#### Records for this exercise

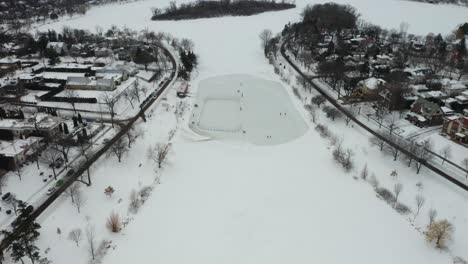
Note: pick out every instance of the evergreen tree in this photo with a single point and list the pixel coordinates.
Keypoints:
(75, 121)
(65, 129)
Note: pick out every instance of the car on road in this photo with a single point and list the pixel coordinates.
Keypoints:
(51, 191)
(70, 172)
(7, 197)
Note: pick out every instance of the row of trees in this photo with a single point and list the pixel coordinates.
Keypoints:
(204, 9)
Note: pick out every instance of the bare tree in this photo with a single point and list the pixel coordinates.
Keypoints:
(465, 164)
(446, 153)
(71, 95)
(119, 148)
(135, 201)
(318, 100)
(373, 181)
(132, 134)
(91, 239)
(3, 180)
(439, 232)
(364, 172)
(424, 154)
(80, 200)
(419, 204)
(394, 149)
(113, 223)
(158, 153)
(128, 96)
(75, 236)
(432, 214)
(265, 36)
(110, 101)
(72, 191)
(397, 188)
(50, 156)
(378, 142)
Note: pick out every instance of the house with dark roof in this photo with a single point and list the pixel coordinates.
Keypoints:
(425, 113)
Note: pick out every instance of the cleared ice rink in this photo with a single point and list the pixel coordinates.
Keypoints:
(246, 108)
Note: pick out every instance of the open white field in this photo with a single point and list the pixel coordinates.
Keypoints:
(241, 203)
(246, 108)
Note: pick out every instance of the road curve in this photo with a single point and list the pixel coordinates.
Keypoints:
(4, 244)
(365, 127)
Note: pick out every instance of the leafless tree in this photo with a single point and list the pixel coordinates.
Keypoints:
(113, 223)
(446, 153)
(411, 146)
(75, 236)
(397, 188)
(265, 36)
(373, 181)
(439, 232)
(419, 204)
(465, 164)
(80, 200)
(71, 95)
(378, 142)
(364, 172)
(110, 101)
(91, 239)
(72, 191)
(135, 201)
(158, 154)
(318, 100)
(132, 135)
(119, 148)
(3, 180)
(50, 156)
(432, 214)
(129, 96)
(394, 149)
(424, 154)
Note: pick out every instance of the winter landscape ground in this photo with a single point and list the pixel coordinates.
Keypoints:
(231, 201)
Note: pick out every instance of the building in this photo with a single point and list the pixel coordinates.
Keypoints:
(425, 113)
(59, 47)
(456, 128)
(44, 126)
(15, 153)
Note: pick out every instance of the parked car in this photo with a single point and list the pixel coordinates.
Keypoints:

########
#### Records for this exercise

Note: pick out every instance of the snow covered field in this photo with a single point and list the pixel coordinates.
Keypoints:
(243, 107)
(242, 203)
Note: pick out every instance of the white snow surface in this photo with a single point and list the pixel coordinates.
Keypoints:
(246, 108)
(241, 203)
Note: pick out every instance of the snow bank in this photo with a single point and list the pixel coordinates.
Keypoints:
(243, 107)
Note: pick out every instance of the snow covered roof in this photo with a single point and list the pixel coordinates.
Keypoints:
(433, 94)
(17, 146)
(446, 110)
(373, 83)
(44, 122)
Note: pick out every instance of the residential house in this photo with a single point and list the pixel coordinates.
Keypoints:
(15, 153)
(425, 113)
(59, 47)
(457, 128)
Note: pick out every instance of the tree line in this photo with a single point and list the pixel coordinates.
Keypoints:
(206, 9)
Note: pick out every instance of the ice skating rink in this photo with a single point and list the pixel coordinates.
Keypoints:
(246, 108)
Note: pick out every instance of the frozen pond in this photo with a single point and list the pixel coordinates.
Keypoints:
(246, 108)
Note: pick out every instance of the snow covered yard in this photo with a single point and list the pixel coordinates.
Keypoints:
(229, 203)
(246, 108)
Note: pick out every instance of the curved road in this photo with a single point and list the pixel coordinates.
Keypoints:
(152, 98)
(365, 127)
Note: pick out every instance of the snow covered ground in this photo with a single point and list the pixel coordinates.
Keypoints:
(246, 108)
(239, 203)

########
#### Records for this exercise

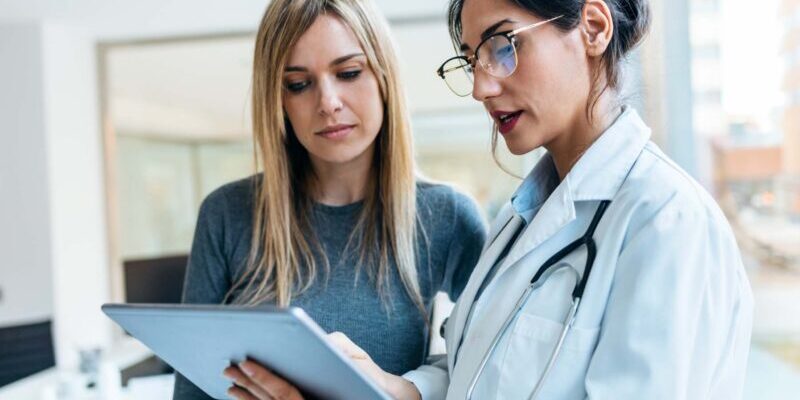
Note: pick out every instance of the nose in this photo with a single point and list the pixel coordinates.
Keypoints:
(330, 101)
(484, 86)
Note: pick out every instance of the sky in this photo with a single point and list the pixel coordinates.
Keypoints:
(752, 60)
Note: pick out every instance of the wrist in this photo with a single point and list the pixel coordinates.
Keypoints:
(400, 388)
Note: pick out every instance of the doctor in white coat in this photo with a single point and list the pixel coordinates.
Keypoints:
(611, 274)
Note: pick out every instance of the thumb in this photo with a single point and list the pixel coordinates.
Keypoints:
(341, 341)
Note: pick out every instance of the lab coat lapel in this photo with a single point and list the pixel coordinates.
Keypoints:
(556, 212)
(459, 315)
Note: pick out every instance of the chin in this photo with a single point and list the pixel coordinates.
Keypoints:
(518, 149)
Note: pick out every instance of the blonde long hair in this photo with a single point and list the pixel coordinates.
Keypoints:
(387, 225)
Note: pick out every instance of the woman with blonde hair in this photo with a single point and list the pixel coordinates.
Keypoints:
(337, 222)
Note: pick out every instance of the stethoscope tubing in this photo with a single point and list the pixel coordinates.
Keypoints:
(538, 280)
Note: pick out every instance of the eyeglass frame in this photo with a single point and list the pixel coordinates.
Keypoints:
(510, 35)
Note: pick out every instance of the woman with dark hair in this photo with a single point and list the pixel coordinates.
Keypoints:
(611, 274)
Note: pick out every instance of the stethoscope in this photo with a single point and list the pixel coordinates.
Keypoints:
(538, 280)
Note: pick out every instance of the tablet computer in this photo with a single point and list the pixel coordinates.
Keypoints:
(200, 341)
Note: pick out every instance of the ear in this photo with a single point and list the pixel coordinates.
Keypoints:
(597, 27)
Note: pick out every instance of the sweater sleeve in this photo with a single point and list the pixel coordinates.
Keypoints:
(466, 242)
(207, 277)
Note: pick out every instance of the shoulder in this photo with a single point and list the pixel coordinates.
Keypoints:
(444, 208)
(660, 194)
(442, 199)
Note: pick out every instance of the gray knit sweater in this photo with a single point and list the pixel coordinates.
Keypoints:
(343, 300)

########

** Task objective **
Proceeding from the line containing "Note: pick out every instance of the evergreen" through the line containing "Note: pick out every instance of the bare", transcribe the lines above exactly, both end lines included.

** Solution to this exercise **
Note: pick out every instance of the evergreen tree in this photo with a single point and list the pixel coordinates.
Keypoints:
(75, 121)
(65, 129)
Note: pick out every instance of the car on road in this photo with a single point and list the pixel coordinates.
Keypoints:
(51, 191)
(70, 172)
(7, 197)
Note: pick out every instance of the row of trees in this photo with a single point and list the pixel coordinates.
Keypoints:
(204, 9)
Note: pick out every instance of the bare tree in this photo with a single point and list the pixel coordinates.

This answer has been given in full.